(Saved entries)
########################################
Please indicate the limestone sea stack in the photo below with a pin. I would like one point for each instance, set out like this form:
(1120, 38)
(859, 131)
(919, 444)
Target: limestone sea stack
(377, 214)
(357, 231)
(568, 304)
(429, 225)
########################################
» **REQUIRED TASK**: Go through the listing and print each line exactly as it appears.

» **CORRECT ANSWER**:
Please indicate the limestone sea stack in the photo below with a pin. I would like one point for each instance, set out like this form:
(1120, 38)
(859, 131)
(919, 444)
Target: limestone sea stack
(377, 214)
(357, 231)
(568, 304)
(429, 225)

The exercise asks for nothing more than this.